__Texte à lire__
L’image, un peu floue, a été prise quelques heures avant le drame. On y voit un bateau de pêche bleu bondé de monde. On devine la rouille, le temps qui a laissé des traces. Quelques taches de couleurs, des bras qui se lèvent.

Et puis le drame, dans la nuit. Les chiffres qui donnent le tournis : 750 passagers à bord, femmes et enfants enfermés dans la cale du navire, six jours déjà qu’ils voyagent. C’est plus long que les trajets « habituels ». Plus long, parce qu’il a fallu s’adapter à la situation.

« Partir en mer » : quelle drôle de phrase lorsqu’il s’agit d’évoquer le drame qui vient d’avoir lieu

C’est une équation qu’on ne sait résoudre.  Un trajet plus court, c’est moins de temps en mer, moins de vivres et d’eau à emporter, moins de chances de mourir de faim, de voir le bateau couler, mais la mer est quadrillée, patrouillée, et il y a plus de risques d’être arrêtés. Le trajet plus long, qui n’était que peu exploité jusqu’à ces dernières années, est plus ardu, les vivres manqueront, il y aura plus de nuits en mer. La Grèce ? L’Italie ? Quelles côtes ?

Oui, l’équation est difficile, ardue, insoluble.

Ils sont arrivés de plusieurs pays, ont transité par un hangar de fortune en Égypte, avant de partir en mer. « Partir en mer » : quelle drôle de phrase lorsqu’il s’agit d’évoquer le drame qui vient d’avoir lieu, au large des côtes grecques du Péloponnèse où un bateau a échoué dans la nuit du 13 au 14 juin. Partir en mer, non, ils ne sont pas partis en mer, ils ne partent pas à l’aventure, ils tentent l’impossible, ils suffoquaient, ils ont cherché à respirer.

__Liste présentée__
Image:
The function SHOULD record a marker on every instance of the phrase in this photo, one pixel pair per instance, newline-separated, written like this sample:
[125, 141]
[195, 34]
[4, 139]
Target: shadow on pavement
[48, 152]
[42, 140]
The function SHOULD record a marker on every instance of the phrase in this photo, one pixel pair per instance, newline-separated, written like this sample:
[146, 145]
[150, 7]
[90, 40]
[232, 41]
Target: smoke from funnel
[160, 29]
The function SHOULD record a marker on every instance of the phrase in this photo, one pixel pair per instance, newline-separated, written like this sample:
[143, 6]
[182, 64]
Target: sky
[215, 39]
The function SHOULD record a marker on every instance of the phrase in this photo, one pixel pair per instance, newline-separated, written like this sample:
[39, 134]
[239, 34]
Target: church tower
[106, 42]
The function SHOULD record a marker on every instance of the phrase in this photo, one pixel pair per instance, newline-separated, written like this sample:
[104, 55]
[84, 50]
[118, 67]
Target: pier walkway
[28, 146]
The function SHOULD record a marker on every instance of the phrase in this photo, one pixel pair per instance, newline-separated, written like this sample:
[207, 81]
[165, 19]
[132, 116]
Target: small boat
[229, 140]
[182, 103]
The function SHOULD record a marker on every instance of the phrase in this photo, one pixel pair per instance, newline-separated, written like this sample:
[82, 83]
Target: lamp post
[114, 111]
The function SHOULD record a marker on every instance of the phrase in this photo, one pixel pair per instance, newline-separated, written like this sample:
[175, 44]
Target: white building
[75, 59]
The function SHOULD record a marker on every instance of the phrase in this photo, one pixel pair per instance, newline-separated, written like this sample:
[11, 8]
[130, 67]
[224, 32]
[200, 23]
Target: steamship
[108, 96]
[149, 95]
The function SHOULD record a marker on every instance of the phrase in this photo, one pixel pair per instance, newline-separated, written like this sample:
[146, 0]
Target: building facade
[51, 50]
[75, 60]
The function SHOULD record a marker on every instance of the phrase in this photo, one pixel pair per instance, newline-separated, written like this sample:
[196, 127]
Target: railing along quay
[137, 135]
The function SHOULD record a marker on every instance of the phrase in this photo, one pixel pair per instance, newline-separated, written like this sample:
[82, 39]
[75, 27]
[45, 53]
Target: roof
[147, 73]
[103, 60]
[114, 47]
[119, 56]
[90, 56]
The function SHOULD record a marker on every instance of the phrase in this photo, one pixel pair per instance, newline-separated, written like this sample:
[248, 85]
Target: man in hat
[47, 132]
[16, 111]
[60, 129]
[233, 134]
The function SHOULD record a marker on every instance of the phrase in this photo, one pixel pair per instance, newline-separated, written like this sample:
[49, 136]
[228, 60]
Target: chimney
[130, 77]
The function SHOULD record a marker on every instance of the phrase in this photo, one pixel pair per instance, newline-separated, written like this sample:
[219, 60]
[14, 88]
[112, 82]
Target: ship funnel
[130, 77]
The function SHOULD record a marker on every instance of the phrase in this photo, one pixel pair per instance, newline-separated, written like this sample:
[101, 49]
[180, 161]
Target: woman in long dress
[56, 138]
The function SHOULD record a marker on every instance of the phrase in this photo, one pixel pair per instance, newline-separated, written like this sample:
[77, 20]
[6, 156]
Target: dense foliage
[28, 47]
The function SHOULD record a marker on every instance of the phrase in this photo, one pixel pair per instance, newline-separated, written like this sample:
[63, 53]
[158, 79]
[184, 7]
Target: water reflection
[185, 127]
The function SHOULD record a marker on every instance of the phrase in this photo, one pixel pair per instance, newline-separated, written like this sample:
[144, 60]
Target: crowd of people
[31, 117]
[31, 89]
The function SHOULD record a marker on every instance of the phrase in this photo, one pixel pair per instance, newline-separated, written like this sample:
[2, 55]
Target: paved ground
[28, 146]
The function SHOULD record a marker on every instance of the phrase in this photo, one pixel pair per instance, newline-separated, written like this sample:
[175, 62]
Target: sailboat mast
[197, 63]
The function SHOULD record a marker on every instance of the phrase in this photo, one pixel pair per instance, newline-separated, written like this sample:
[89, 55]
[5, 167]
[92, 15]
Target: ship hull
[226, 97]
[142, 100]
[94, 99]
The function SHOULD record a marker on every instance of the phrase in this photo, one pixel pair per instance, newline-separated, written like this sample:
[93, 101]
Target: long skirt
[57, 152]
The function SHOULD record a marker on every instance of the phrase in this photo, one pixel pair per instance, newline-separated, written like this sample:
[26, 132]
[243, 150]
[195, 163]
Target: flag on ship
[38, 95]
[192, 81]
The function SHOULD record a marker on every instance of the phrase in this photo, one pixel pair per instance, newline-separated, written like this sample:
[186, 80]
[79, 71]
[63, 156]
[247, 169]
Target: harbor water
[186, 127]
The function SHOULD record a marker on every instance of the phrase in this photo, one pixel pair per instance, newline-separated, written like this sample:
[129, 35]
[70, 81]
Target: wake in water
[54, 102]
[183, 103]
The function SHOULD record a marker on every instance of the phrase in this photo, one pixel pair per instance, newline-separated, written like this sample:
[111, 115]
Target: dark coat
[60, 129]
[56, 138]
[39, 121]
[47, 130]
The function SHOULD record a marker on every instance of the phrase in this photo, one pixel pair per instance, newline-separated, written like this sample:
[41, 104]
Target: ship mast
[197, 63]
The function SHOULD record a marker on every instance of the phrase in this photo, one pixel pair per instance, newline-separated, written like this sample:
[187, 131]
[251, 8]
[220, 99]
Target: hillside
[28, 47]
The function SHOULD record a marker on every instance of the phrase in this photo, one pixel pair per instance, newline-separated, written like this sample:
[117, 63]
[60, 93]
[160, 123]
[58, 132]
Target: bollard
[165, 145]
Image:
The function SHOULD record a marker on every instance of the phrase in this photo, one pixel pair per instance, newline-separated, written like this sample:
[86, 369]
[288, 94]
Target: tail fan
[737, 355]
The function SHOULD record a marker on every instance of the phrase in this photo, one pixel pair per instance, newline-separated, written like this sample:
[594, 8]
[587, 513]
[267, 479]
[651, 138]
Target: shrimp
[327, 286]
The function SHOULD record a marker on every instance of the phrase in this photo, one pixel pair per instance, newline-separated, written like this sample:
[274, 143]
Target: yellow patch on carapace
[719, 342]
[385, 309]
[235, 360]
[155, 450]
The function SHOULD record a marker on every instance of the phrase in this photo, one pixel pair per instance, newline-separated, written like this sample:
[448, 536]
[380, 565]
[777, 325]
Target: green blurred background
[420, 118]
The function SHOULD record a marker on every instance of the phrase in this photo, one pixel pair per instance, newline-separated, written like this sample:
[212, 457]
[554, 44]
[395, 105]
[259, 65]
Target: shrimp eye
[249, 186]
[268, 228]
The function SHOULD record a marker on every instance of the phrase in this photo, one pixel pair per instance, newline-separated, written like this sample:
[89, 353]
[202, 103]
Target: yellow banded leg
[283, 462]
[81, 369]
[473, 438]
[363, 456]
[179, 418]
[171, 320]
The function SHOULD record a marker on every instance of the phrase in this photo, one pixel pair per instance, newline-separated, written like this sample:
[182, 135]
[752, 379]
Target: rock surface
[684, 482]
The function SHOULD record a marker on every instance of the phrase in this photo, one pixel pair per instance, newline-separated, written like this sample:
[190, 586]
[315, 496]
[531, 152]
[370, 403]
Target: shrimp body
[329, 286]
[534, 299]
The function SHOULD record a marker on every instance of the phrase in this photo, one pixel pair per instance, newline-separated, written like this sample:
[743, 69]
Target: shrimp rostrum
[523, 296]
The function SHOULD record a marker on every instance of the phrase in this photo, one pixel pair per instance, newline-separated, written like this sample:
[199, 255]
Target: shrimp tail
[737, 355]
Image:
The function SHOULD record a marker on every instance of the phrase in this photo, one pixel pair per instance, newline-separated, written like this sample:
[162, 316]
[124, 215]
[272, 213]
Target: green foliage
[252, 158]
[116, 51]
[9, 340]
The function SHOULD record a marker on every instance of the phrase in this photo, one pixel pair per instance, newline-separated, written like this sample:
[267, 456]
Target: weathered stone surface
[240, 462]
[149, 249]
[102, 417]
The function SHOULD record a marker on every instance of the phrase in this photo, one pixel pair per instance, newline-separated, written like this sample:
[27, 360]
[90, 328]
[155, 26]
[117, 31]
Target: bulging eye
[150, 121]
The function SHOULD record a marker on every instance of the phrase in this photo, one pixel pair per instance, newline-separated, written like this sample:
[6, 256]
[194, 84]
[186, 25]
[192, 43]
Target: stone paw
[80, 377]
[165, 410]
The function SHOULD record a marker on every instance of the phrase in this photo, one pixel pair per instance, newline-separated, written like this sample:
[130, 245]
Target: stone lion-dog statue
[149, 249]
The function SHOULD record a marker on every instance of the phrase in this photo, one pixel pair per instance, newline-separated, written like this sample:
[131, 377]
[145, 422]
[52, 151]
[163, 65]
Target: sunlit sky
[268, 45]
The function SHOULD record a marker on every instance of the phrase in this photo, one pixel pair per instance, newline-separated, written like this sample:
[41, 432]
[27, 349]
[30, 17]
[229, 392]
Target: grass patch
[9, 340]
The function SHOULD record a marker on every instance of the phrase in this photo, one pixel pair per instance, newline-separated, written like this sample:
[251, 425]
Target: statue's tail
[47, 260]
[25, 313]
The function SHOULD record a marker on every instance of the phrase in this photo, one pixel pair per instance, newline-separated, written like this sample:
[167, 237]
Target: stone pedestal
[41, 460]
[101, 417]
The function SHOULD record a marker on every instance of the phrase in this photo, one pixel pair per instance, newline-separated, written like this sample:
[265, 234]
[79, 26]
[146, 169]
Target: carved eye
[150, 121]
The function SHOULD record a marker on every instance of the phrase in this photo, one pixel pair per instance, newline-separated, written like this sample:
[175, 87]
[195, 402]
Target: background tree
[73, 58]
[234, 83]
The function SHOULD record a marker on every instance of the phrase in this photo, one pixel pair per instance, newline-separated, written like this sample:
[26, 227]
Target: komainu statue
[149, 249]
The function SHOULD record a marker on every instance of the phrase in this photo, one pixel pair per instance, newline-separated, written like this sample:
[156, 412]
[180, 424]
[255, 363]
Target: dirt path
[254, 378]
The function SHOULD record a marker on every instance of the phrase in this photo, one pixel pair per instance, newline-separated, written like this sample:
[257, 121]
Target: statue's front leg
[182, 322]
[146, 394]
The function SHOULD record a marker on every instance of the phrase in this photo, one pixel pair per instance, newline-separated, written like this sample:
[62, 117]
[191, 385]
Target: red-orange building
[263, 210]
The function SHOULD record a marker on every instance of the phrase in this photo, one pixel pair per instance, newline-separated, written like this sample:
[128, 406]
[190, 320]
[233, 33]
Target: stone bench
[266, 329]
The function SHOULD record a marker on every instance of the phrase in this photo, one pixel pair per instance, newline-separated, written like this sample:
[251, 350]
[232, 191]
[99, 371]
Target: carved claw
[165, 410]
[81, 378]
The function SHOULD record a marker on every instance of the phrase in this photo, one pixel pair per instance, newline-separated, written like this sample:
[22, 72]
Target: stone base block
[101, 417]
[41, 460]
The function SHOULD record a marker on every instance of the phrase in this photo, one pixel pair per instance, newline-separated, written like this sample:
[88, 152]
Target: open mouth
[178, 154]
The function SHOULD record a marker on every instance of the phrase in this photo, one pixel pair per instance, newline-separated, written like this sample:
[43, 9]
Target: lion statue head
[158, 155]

__Tâches à effectuer__
1. Extrayez du texte sur le drame au large du Péloponnèse le passage allant de « Et puis le drame, dans » jusqu'à « L’Italie ? Quelles côtes ? » inclus.
2. Affichez toutes les lignes de la liste qui contiennent la chaîne « patch ».

__Réponses par tâche__
1.
Et puis le drame, dans la nuit. Les chiffres qui donnent le tournis : 750 passagers à bord, femmes et enfants enfermés dans la cale du navire, six jours déjà qu’ils voyagent. C’est plus long que les trajets « habituels ». Plus long, parce qu’il a fallu s’adapter à la situation.

« Partir en mer » : quelle drôle de phrase lorsqu’il s’agit d’évoquer le drame qui vient d’avoir lieu

C’est une équation qu’on ne sait résoudre.  Un trajet plus court, c’est moins de temps en mer, moins de vivres et d’eau à emporter, moins de chances de mourir de faim, de voir le bateau couler, mais la mer est quadrillée, patrouillée, et il y a plus de risques d’être arrêtés. Le trajet plus long, qui n’était que peu exploité jusqu’à ces dernières années, est plus ardu, les vivres manqueront, il y aura plus de nuits en mer. La Grèce ? L’Italie ? Quelles côtes ?

2.
Target: yellow patch on carapace
Target: grass patch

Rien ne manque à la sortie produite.